**Page**
India’s central ministries – now even further disrobed to reveal their predatory nature as instruments of the country’s business satraps – have held up the flimsy excuse that conditions imposed will safeguard the farmer, consumer and small retailer. This is lies.

The restriction that foreign retail outlets are limited to operating in cities of over 1 million population is meaningless because those are precisely the places where the MNCs want to go, to tap the lucrative segment of the market. It is in these cities – there are 53 cities with populations of over a million – that small retailers are mostly concentrated. India has the highest shopping density in the world, with 11 shops per 1,000 persons – these have evolved as neighbourhood suppliers and represent a cultural integration of small supplier and household familiarity.

The result is a rich density of trusted small retail – India has over 12 million such shops and these employ directly over 40 million persons. Well over 95% of these shops are run by self-employed persons in floor areas of under 500 square feet (about 48 square metres). It is these small shopkeepers in urban areas who fear for their future with the now-sanctioned entry of the MNC retailers. International experience shows that supermarkets everywhere invariably displace small retailers. Small retail has been virtually wiped out in the developed countries like the US and Europe. South East Asian countries had to also impose stringent zoning and licensing regulations in order to restrict the growth of supermarkets, after small retailers were getting displaced.

**Short problem 1**
Render the entries as a Markdown table with the columns "Row" and "Line," from the first line of the entries up to and including the line with "column 323, row 137". Leave out blank lines.

**Entries supplied**
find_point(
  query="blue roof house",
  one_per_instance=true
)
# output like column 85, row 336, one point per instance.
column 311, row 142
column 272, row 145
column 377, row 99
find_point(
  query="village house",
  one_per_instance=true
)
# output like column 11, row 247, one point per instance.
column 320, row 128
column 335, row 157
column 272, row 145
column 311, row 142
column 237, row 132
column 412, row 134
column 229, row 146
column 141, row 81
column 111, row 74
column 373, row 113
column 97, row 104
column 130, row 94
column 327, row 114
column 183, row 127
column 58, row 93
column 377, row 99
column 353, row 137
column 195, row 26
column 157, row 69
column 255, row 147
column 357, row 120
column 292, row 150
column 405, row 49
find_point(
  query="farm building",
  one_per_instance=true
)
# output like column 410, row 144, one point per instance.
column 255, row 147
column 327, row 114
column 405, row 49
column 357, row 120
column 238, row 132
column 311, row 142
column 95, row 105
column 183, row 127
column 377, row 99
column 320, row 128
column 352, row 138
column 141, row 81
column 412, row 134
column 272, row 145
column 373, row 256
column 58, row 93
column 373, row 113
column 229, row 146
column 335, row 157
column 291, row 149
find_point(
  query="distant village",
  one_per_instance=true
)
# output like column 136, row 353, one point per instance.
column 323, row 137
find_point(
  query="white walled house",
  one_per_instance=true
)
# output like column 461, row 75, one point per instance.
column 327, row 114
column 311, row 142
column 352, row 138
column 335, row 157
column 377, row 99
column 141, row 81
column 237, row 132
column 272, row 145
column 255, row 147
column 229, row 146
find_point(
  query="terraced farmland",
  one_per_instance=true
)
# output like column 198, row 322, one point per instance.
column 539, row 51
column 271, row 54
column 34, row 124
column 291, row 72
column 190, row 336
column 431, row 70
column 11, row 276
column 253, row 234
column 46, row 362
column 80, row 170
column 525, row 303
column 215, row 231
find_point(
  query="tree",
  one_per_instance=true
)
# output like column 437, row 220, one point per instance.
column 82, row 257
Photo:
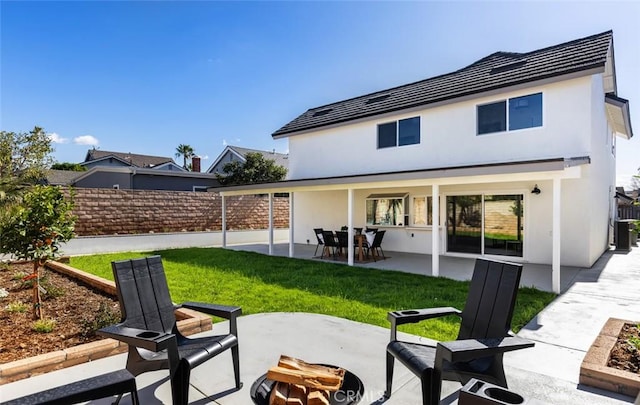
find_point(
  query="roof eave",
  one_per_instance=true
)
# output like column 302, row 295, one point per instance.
column 567, row 75
column 620, row 106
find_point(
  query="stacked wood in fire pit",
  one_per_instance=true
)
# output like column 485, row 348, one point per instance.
column 301, row 383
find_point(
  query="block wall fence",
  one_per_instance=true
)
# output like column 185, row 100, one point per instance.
column 110, row 211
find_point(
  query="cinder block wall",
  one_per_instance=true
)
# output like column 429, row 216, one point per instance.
column 109, row 211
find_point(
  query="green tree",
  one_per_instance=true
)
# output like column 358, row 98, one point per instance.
column 34, row 229
column 187, row 152
column 256, row 169
column 73, row 167
column 24, row 157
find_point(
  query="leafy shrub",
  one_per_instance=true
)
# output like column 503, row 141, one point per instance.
column 44, row 325
column 16, row 306
column 104, row 316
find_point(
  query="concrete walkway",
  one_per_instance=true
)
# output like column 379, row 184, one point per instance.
column 548, row 372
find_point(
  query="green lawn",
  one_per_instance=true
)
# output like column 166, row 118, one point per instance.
column 260, row 283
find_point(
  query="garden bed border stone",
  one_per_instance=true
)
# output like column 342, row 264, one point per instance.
column 594, row 371
column 189, row 323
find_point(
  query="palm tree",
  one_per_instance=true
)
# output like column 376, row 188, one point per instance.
column 187, row 152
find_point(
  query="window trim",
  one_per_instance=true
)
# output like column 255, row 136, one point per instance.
column 507, row 101
column 397, row 133
column 394, row 196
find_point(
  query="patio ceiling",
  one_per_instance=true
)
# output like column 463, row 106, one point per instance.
column 531, row 170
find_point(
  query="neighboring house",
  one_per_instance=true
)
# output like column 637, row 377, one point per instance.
column 236, row 153
column 494, row 159
column 97, row 157
column 134, row 178
column 135, row 172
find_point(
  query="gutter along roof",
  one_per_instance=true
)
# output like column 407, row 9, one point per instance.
column 422, row 176
column 498, row 70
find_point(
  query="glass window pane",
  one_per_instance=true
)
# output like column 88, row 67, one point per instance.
column 492, row 118
column 503, row 225
column 385, row 211
column 419, row 211
column 387, row 135
column 409, row 131
column 525, row 112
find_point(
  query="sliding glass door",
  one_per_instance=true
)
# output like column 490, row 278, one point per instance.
column 464, row 223
column 486, row 224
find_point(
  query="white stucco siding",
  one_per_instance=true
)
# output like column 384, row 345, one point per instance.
column 448, row 137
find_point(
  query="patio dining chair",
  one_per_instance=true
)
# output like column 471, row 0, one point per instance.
column 149, row 327
column 376, row 246
column 483, row 338
column 330, row 244
column 343, row 241
column 319, row 238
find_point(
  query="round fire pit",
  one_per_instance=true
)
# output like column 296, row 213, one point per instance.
column 350, row 391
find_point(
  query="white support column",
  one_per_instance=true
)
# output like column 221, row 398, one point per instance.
column 435, row 230
column 350, row 249
column 555, row 262
column 270, row 224
column 291, row 236
column 224, row 222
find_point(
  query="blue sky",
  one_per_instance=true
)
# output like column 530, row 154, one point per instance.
column 145, row 76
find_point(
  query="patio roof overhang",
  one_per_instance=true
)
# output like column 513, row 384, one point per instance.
column 529, row 170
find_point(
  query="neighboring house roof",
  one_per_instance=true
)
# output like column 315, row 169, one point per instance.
column 62, row 177
column 498, row 70
column 281, row 159
column 131, row 159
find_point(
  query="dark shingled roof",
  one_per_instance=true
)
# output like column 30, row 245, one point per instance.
column 132, row 158
column 498, row 70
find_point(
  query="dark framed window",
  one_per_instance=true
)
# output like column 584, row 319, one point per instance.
column 492, row 118
column 399, row 133
column 387, row 134
column 523, row 112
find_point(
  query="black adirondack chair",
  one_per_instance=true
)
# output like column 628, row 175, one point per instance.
column 149, row 326
column 483, row 338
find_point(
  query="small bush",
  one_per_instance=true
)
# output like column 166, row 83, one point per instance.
column 52, row 291
column 16, row 306
column 104, row 316
column 45, row 325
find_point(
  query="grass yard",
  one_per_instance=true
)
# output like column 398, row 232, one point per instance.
column 260, row 283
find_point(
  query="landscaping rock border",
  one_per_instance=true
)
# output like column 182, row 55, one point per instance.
column 594, row 371
column 189, row 323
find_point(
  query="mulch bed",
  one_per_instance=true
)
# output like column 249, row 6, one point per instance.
column 625, row 354
column 73, row 306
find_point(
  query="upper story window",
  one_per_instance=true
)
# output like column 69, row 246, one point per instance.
column 399, row 133
column 523, row 112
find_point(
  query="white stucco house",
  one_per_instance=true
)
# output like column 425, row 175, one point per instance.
column 494, row 159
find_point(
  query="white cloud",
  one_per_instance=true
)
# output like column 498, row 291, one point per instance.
column 55, row 138
column 85, row 140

**Short problem 2**
According to the passage on foreign retail in India, how many shops per 1,000 persons does India have?

**Problem solution 1**
| Row | Line |
|---|---|
| 1 | find_point( |
| 2 |   query="blue roof house", |
| 3 |   one_per_instance=true |
| 4 | ) |
| 5 | # output like column 85, row 336, one point per instance. |
| 6 | column 311, row 142 |
| 7 | column 272, row 145 |
| 8 | column 377, row 99 |
| 9 | find_point( |
| 10 |   query="village house", |
| 11 |   one_per_instance=true |
| 12 | ) |
| 13 | # output like column 11, row 247, one point per instance. |
| 14 | column 320, row 128 |
| 15 | column 335, row 157 |
| 16 | column 272, row 145 |
| 17 | column 311, row 142 |
| 18 | column 237, row 132 |
| 19 | column 412, row 134 |
| 20 | column 229, row 146 |
| 21 | column 141, row 81 |
| 22 | column 111, row 74 |
| 23 | column 373, row 113 |
| 24 | column 97, row 104 |
| 25 | column 130, row 94 |
| 26 | column 327, row 114 |
| 27 | column 183, row 127 |
| 28 | column 58, row 93 |
| 29 | column 377, row 99 |
| 30 | column 353, row 137 |
| 31 | column 195, row 26 |
| 32 | column 157, row 69 |
| 33 | column 255, row 147 |
| 34 | column 357, row 120 |
| 35 | column 292, row 150 |
| 36 | column 405, row 49 |
| 37 | find_point( |
| 38 |   query="farm building", |
| 39 |   one_per_instance=true |
| 40 | ) |
| 41 | # output like column 410, row 144, one point per instance. |
| 42 | column 255, row 147 |
| 43 | column 327, row 114 |
| 44 | column 405, row 49 |
| 45 | column 357, row 120 |
| 46 | column 238, row 132 |
| 47 | column 311, row 142 |
| 48 | column 95, row 105 |
| 49 | column 183, row 127 |
| 50 | column 377, row 99 |
| 51 | column 320, row 128 |
| 52 | column 352, row 138 |
| 53 | column 141, row 81 |
| 54 | column 412, row 134 |
| 55 | column 272, row 145 |
| 56 | column 373, row 256 |
| 57 | column 58, row 93 |
| 58 | column 373, row 113 |
| 59 | column 229, row 146 |
| 60 | column 335, row 157 |
| 61 | column 291, row 149 |
| 62 | find_point( |
| 63 |   query="distant village", |
| 64 |   one_per_instance=true |
| 65 | ) |
| 66 | # output like column 136, row 353, one point per instance. |
| 67 | column 323, row 137 |

**Problem solution 2**
11 shops per 1,000 persons.